Supplied passage ->
□ □ □ □ □
Abstracts

Rationale: For surgical candidates with medically intractable epilepsy, it is critical to detect and localize the seizure focus for surgical treatment. SAM(g2) analysis is a novel MEG spatial filtering technique based on a constrained minimum variance beamformer, synthetic aperture magnetometry (SAM), and the excess kurtosis (g2) statistic. This technique evaluates for locations of increased 'spike-like' activity compared to local background activity, and gives source waveforms for SAM virtual sensors (SAM-VSs) at those locations. Although source waveforms estimated by SAM have higher signal-to-noise ratio (SNR) than raw MEG, it is possible that abnormal cortical irritability and/or continuous spiking would be hidden from SAM(g2) by mimicking a 'noisy' background or poor SNR. Since SAM estimates the time-course of source activities at specific locations, SAM-VSs can be arbitrarily added to evaluate visually for 'spikiness'. The purpose of this study was to evaluate the clinical utility of SAM-VSs added as virtual '3D-grids' in the brain to detect regions of higher 'spikiness' than detectable by SAM(g2) alone. Methods: Seven patients with intractable epilepsy, with or without lesion on MRI, were studied presurgically with 275-channels MEG (VSM MedTech, Port Coquitlam, Canada) at 300Hz and/or 2 kHz decimated from 4 kHz sampling rate. At least 30 minutes recording for each patient were analyzed using SAM(g2). SAM-VSs 3D-grid positions were carefully selected based on the locations of the original peak SAM(g2) detections and MRI lesion, if present, and computed at 5 mm voxel-spacing between 420 (7×10×6) to 4056 (12×13×26) virtual sensors. SAM-VSs source waveforms were inspected carefully visually. Timing and frequency of VS spike onsets were compared to spike onset in the raw EEG and MEG signals and to locations of peak 'spikiness' by SAM(g2).Results: The SAM-VSs 3D-grids showed various findings (e.g., earlier onset spike in SAM-VSs than raw EEG or MEG spike onset, drop in spike amplitude between adjacent sulci). The SAM virtual sensor grids revealed regions of very high cortical irritability, not shown on raw MEG recording, adjacent to SAM (g2) locations of high 'spikiness'.Conclusions: The additional visual examination of 3D-grids of closely spaced virtual sensors in regions of increased 'spikiness', previously detected by SAM(g2), may be helpful in better defining the epileptogenic zone.
□ □ □ □ □
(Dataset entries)

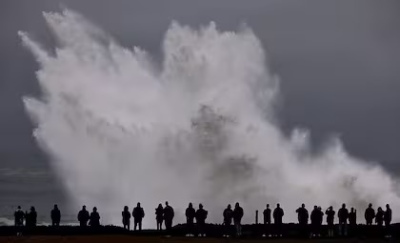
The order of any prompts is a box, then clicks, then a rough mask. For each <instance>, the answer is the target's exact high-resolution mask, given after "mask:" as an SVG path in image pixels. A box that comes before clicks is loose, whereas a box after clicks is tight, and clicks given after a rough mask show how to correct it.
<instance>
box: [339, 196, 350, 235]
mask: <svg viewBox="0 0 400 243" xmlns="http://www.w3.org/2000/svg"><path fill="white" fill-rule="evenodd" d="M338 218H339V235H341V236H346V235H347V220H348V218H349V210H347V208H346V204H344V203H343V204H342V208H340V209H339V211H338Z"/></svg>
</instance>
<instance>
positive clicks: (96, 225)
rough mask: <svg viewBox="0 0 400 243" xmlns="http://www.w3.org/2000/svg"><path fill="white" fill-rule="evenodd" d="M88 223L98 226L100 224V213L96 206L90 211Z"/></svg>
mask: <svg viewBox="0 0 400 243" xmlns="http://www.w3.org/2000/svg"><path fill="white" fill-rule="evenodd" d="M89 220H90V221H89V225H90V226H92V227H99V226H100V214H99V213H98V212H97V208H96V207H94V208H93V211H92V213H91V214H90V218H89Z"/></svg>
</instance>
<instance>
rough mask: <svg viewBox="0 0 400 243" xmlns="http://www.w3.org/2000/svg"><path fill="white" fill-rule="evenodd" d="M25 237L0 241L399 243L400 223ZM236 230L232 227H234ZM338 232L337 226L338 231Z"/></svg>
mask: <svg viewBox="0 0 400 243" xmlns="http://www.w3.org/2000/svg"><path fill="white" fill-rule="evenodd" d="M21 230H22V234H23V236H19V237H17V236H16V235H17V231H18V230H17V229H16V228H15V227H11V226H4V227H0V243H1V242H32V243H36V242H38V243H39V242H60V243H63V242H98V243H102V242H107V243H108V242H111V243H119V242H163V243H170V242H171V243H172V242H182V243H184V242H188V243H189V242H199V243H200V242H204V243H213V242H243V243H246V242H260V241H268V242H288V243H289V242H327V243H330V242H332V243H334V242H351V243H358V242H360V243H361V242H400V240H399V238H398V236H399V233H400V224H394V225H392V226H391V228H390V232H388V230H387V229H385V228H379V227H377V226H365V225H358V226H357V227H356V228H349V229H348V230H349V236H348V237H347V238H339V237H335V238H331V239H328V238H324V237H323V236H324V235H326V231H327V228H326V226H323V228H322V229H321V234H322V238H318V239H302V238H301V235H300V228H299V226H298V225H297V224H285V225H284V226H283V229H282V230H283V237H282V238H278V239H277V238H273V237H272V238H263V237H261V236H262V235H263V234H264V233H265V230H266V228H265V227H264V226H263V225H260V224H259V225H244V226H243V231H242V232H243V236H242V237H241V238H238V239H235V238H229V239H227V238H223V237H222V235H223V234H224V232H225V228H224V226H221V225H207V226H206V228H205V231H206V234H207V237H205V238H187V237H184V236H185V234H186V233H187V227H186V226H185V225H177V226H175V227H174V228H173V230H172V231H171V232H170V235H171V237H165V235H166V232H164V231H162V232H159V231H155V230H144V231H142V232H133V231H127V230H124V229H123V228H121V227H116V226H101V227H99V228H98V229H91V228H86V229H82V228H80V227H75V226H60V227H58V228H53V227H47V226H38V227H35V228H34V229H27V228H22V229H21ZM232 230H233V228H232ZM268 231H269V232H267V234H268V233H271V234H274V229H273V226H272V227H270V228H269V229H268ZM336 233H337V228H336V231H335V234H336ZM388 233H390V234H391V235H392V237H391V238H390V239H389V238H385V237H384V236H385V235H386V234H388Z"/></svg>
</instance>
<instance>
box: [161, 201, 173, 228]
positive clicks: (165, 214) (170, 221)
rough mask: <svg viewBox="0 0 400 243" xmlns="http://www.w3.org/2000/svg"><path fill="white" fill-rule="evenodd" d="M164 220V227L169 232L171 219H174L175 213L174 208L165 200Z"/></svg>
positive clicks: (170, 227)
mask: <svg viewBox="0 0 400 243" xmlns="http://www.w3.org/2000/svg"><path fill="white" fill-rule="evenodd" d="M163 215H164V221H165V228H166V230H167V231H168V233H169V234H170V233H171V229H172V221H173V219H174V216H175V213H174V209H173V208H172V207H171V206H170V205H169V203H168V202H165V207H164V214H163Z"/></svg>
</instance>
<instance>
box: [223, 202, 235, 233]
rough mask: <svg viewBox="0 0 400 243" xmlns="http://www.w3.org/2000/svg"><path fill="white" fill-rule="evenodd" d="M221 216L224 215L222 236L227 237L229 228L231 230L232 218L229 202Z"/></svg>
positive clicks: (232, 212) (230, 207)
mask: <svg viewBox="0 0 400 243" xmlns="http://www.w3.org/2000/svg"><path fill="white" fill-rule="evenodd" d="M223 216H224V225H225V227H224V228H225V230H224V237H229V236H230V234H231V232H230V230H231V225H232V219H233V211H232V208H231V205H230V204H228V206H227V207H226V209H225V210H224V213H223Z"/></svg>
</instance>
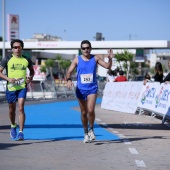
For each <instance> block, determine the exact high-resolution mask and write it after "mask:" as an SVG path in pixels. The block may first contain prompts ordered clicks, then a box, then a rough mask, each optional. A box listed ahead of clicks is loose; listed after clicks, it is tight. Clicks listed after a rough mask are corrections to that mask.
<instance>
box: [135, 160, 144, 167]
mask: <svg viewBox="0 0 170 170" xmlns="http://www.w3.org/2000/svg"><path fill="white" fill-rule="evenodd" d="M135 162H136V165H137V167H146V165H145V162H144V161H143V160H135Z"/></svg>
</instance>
□ □ □ □ □
Problems to solve ->
A. Please turn the paragraph of the epilepsy abstract that begins "Rationale: For surgical candidates" into a shorter bulleted list that keeps its main facts.
B. According to the epilepsy abstract, what voxel spacing was used to compute the SAM virtual sensor grids?

Answers for the tasks ->
A.
- Rationale: Surgical candidates with medically intractable epilepsy need their seizure focus detected and localized.
- SAM(g2) is a novel MEG spatial filtering technique. It combines synthetic aperture magnetometry (SAM), a constrained minimum variance beamformer, with the excess kurtosis (g2) statistic.
- SAM(g2) looks for locations with more "spike-like" activity than the local background and gives source waveforms for SAM virtual sensors (SAM-VSs) at those locations.
- SAM source waveforms have a higher SNR than raw MEG. Even so, cortical irritability or continuous spiking could be hidden from SAM(g2) by resembling a noisy background or poor SNR.
- Purpose: To test whether SAM-VSs added as virtual 3D grids can detect regions of higher "spikiness" than SAM(g2) alone.
- Methods:
  - Seven patients, with or without an MRI lesion, were studied presurgically with 275-channel MEG.
  - Data were recorded at 300 Hz and/or 2 kHz, decimated from 4 kHz.
  - At least 30 minutes of recording per patient were analyzed with SAM(g2).
  - Grid positions were based on peak SAM(g2) detections and any MRI lesion.
  - Grids used 5 mm voxel spacing, with 420 to 4056 virtual sensors.
  - Waveforms were inspected visually. Spike onsets were compared with raw EEG and MEG onsets and with SAM(g2) peak locations.
- Results:
  - Some spikes began earlier in SAM-VSs than in raw EEG or MEG.
  - Spike amplitude dropped between adjacent sulci.
  - The grids revealed very high cortical irritability next to SAM(g2) high-"spikiness" locations. This was not shown on raw MEG.
- Conclusion: Visually examining closely spaced virtual sensor grids around regions flagged by SAM(g2) may help better define the epileptogenic zone.

B. 5 mm